▶ STATED TASK A
Condense the paragraph in the excerpt on tracing through Kafka that begins "In our hypothetical scenario" into a short bulleted list that keeps its main facts.

▶ PAGE EXCERPT
▬▬▬
OpenTelemetry is a fantastic approach to observability, providing additional insight into your applications. While generating spans within a single application is straightforward, it gets more challenging once you add more applications and services, jettisoning you into the realm of distributed tracing.
Distributed tracing includes use cases such as tracking an HTTP request from a client to a server. OpenTelemetry provides tools and techniques to build trace graphs spanning across several systems. While it’s a great solution for applications, this approach can also work well for services like Apache Kafka®.
In this blog post, I’ll explore how to "trace through" a Kafka cluster with your Rust application by leveraging standard OpenTelemetry tools.
The Scenario
In our hypothetical scenario, we have a producer, which is sending messages to a Kafka cluster, with a consumer on the other end. Both applications are instrumented with OpenTelemetry, although spans are shown separately in a backend, such as Jaeger. With OpenTelemetry instrumentation in place, we already have great insight into production behavior. But we lack context for transactions that include Apache Kafka.
▬▬▬
▶ STATED TASK B
Put the records in the stretch from the line that contains "Task: confirm every instance of the light" through the end of the records into a two-column CSV with the columns input and output. Use one row per record, quote each field, replace line breaks with spaces, and include no other records.

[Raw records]
▬▬▬
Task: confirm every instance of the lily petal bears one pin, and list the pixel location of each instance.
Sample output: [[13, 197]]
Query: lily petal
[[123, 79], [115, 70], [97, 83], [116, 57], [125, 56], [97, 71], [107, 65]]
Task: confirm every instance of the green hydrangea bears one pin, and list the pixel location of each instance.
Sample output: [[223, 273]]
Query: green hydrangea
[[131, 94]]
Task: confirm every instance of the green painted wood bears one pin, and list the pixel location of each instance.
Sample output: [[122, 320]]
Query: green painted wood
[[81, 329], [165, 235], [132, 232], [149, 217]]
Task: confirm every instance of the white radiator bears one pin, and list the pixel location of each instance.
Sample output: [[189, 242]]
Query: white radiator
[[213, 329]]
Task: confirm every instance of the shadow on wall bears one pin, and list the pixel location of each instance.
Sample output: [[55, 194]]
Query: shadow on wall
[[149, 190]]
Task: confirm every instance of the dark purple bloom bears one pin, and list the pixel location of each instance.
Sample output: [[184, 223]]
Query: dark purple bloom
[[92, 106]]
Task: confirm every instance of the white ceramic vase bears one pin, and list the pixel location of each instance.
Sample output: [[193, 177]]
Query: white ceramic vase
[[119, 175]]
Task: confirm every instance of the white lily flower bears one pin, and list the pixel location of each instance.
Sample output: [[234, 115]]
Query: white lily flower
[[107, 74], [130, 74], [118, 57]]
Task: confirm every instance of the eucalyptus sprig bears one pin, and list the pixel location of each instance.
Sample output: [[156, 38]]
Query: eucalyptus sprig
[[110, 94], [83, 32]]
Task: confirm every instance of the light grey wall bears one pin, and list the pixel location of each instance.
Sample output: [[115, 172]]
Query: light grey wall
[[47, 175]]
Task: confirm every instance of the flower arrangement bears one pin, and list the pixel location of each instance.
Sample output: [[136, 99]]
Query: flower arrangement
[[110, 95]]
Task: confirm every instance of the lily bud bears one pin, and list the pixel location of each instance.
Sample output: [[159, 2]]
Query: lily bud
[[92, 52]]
▬▬▬
▶ SOLUTION A
- A producer sends messages to a Kafka cluster, and a consumer receives them on the other end.
- Both applications are instrumented with OpenTelemetry, but their spans appear separately in a backend such as Jaeger.
- This instrumentation already gives good insight into production behavior.
- Context is still missing for transactions that include Apache Kafka.

▶ SOLUTION B
input,output
"Task: confirm every instance of the light grey wall bears one pin, and list the pixel location of each instance. Sample output: [[115, 172]] Query: light grey wall","[[47, 175]]"
"Task: confirm every instance of the flower arrangement bears one pin, and list the pixel location of each instance. Sample output: [[136, 99]] Query: flower arrangement","[[110, 95]]"
"Task: confirm every instance of the lily bud bears one pin, and list the pixel location of each instance. Sample output: [[159, 2]] Query: lily bud","[[92, 52]]"